VOTRE OBJECTIF »
Pouvez-vous mettre à jour le passage de l'article sur Warren Buffett compris entre « Les Canadiens sont » et « la même période. » inclusivement, en y remplaçant « gestionnaires » par « gérants » ?

EXTRAIT DU DOCUMENT »
■ ■ ■ ■

La scène avait quelque chose de surréaliste. Warren Buffett, le meilleur investisseur du monde, qui donne sa bénédiction aux indices boursiers.

La scène avait quelque chose de surréaliste. Warren Buffett, le meilleur investisseur du monde, qui donne sa bénédiction aux indices boursiers.

«Un indice boursier va faire beaucoup mieux que bien des fonds communs et des fonds de couverture», a dit Buffett la fin de semaine dernière à l'occasion de l'assemblée annuelle de sa société d'investissement Berkshire Hathaway.

L'Oracle d'Omaha convient cependant que son opinion ne fait pas l'affaire de tout le monde. «Ça ne ferait pas d'excellents magazines de finances. Une page de conseils, 99 pages de publicité...», a-t-il dit avec son humour habituel.

Attention, le PDG de Berkshire Hathaway ne suivra pas son propre conseil. À 76 ans, il croit être encore l'un des rares gestionnaires à pouvoir battre le marché année après année.

Il encourage toutefois les investisseurs du dimanche («know-nothing investors») à délaisser les fonds communs de placement et les actions au profit des indices inscrits en Bourse.

«Et il incluait pas mal de gens dans les investisseurs du dimanche», croit Hélène Gagné, gestionnaire de portefeuilles chez PWL Capital.

Les Canadiens sont particulièrement enclins à suivre la recommandation de Warren Buffett: les frais de gestion de leurs fonds communs de placement sont les plus élevés au monde (voir tableau).

De surcroît, leurs gestionnaires font piètre figure: seulement 9,1% d'entre eux parviennent à battre l'indice du TSX sur une période de cinq ans.

Aux États-Unis, 27,8% des gestionnaires de fonds ont le meilleur sur l'indice Standard & Poor's 500 durant la même période.

«L'industrie du placement ne veut pas le reconnaître, mais seulement une minorité de gestionnaires sont capables de battre l'indice avec régularité en raison des frais de gestion élevés», dit Mme Gagné.

Les gestionnaires canadiens ne sont pas moins intelligents que leurs collègues américains. Ils doivent seulement manoeuvrer dans un marché plus risqué, trop au goût de certains de leurs clients.

■ ■ ■ ■

DONNÉES FOURNIES »

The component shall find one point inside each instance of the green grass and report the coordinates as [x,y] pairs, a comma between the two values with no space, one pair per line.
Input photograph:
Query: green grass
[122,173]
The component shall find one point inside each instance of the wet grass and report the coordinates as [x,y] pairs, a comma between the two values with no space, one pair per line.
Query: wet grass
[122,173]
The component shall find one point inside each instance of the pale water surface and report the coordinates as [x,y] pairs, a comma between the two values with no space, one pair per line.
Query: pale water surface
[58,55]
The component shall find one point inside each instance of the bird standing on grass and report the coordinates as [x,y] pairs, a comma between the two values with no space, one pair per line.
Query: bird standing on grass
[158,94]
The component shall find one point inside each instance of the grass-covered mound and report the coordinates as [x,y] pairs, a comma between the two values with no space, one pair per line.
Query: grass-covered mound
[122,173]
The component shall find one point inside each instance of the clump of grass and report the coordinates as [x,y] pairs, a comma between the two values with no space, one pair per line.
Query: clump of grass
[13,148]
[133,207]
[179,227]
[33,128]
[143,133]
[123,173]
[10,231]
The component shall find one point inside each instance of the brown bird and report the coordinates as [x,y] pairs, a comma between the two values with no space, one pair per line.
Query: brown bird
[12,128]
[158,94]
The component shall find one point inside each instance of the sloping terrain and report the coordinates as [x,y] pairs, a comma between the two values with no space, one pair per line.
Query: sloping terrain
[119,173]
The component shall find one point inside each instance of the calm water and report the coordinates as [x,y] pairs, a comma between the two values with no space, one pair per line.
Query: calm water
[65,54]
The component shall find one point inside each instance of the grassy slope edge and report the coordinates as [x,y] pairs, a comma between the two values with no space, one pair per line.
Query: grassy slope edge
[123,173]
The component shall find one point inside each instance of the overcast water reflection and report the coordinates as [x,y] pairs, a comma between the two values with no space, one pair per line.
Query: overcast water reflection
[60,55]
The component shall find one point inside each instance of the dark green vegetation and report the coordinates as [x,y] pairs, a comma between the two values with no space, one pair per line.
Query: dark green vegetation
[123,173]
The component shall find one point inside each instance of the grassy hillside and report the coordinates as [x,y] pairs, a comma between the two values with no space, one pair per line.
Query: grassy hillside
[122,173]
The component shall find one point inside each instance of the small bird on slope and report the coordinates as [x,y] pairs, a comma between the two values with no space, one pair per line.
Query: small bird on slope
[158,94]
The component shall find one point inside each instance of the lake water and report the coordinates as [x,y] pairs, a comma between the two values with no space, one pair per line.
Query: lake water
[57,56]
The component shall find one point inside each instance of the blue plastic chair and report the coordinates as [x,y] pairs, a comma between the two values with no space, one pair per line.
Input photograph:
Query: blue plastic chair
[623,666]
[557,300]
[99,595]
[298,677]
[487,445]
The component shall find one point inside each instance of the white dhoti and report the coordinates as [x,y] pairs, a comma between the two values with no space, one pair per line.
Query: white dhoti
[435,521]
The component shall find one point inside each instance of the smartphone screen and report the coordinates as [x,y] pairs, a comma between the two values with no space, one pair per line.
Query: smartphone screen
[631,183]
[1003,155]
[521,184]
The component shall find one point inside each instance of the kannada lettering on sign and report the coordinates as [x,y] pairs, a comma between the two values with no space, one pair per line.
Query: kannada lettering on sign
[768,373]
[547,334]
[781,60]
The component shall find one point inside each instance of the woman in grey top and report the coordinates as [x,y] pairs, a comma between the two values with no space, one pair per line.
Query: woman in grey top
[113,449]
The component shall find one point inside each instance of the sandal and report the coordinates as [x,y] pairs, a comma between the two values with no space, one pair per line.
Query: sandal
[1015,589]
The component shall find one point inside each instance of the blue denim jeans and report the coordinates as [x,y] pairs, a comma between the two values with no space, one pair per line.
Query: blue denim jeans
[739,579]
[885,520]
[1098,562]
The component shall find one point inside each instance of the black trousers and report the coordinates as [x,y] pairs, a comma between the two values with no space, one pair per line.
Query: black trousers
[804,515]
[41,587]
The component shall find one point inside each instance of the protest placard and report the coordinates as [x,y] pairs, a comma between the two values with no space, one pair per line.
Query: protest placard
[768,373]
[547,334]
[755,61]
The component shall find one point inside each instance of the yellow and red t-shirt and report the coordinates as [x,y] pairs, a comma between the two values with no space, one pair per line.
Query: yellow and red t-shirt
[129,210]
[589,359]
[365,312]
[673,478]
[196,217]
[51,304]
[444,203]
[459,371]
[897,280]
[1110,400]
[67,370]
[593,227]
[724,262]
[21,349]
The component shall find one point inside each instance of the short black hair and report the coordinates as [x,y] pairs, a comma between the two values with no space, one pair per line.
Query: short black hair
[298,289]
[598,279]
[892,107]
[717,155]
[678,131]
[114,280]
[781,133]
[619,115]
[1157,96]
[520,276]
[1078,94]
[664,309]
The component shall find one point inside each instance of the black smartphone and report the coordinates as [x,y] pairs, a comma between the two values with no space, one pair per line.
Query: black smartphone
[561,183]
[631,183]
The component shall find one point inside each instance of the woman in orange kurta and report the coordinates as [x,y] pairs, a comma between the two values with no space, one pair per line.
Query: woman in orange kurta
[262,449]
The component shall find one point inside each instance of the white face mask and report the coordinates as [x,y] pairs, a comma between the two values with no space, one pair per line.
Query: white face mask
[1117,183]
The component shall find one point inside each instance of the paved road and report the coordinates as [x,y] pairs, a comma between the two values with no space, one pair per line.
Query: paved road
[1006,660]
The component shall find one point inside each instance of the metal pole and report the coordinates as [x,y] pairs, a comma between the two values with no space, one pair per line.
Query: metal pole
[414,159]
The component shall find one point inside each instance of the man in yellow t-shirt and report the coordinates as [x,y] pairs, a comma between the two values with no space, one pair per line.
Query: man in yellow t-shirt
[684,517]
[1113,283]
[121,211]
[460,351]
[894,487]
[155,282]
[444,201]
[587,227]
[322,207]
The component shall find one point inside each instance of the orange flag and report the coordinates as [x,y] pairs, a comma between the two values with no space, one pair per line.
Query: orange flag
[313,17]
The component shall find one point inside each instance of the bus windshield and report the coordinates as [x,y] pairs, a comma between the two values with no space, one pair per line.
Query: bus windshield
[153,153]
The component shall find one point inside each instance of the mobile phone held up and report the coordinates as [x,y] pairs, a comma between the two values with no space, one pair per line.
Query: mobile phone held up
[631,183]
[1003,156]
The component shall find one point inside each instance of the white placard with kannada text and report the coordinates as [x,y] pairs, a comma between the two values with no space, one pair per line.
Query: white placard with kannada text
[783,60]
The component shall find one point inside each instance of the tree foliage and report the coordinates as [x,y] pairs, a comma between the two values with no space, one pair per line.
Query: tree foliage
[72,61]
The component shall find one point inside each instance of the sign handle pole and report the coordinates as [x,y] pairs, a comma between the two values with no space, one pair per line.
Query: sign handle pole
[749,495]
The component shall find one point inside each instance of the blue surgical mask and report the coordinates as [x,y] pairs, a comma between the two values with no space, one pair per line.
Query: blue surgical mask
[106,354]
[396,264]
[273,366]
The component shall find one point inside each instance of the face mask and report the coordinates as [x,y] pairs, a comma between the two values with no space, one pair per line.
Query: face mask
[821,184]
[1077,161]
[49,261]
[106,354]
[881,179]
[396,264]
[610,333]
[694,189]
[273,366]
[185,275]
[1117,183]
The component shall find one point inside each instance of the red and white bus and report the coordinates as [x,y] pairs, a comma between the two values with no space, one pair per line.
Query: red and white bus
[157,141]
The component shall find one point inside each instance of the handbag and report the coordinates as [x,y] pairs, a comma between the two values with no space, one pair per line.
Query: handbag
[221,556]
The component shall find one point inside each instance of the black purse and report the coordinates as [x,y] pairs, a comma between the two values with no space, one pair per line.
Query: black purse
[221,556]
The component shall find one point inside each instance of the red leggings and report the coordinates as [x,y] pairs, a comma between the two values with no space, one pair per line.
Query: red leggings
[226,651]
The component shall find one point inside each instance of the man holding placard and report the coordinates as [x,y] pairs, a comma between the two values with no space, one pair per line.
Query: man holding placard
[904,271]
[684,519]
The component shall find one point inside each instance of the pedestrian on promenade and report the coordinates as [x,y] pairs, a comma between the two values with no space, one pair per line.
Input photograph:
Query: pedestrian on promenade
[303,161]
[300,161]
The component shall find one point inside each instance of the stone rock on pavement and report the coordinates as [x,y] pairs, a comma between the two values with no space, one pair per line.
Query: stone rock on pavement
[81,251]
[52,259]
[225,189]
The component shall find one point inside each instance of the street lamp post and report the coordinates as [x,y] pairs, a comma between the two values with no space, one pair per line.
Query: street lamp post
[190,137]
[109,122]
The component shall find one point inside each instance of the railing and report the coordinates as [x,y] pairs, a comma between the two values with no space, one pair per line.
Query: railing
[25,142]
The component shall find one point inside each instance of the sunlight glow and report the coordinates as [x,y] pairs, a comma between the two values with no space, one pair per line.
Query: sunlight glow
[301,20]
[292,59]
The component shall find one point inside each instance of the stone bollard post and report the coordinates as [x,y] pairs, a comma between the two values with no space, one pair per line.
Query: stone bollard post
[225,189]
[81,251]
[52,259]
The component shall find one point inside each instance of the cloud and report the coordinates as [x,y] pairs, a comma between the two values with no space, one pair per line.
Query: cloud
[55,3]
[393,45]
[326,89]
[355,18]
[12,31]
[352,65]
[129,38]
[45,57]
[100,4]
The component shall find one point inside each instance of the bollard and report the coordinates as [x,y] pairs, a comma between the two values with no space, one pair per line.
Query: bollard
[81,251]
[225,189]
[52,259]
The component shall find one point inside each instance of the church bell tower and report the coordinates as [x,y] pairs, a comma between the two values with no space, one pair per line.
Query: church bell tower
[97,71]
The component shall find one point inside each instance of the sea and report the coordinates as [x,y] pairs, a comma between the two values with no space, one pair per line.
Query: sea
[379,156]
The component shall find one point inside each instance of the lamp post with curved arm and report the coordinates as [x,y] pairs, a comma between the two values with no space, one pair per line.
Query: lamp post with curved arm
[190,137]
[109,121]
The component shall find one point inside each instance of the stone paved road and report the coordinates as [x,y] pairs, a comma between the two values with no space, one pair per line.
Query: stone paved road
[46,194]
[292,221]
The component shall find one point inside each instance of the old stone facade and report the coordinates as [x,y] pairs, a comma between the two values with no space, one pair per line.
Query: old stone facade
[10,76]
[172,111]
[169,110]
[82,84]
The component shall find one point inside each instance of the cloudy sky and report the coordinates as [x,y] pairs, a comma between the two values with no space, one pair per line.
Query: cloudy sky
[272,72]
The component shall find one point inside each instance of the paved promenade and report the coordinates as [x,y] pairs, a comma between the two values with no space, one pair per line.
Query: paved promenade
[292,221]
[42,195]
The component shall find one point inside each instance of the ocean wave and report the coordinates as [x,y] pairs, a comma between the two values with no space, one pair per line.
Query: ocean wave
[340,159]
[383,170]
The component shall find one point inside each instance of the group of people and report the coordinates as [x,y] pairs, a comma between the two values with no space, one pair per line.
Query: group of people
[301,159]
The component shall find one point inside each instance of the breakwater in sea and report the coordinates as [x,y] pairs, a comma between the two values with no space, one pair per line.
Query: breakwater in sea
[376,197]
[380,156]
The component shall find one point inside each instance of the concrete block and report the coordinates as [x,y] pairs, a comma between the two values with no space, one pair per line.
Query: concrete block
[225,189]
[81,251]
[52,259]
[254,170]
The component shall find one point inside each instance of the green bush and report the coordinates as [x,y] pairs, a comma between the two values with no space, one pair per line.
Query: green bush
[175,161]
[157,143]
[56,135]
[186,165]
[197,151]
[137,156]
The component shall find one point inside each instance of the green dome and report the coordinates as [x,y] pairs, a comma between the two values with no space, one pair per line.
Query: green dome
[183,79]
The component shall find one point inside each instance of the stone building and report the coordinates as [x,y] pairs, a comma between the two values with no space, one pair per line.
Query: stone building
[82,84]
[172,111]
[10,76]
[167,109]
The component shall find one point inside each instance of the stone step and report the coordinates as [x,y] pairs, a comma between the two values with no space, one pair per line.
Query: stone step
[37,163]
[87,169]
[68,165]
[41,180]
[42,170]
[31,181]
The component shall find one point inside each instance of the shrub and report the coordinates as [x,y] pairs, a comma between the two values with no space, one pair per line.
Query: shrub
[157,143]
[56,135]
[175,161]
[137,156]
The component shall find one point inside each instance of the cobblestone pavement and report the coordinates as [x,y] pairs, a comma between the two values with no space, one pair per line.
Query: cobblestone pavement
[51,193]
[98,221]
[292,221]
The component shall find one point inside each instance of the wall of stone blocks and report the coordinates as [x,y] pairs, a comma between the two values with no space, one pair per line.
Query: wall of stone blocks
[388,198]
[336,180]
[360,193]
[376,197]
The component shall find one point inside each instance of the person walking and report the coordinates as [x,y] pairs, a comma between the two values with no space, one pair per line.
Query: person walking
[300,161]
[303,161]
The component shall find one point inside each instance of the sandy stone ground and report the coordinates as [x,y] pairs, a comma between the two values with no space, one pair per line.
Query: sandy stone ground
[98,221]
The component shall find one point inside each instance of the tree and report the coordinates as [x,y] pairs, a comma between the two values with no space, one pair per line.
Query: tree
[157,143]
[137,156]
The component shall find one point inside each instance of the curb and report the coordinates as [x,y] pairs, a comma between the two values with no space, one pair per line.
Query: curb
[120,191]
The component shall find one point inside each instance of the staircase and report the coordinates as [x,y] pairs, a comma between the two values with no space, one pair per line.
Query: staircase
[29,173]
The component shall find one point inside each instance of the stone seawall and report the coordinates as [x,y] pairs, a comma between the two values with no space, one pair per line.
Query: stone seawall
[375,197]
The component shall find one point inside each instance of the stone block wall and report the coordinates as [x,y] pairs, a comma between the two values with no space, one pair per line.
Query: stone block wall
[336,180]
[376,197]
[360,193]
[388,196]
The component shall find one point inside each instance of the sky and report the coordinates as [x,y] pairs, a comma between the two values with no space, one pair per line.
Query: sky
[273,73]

■ ■ ■ ■

SOLUTION PROPOSÉE »
Les Canadiens sont particulièrement enclins à suivre la recommandation de Warren Buffett: les frais de gestion de leurs fonds communs de placement sont les plus élevés au monde (voir tableau).

De surcroît, leurs gérants font piètre figure: seulement 9,1% d'entre eux parviennent à battre l'indice du TSX sur une période de cinq ans.

Aux États-Unis, 27,8% des gérants de fonds ont le meilleur sur l'indice Standard & Poor's 500 durant la même période.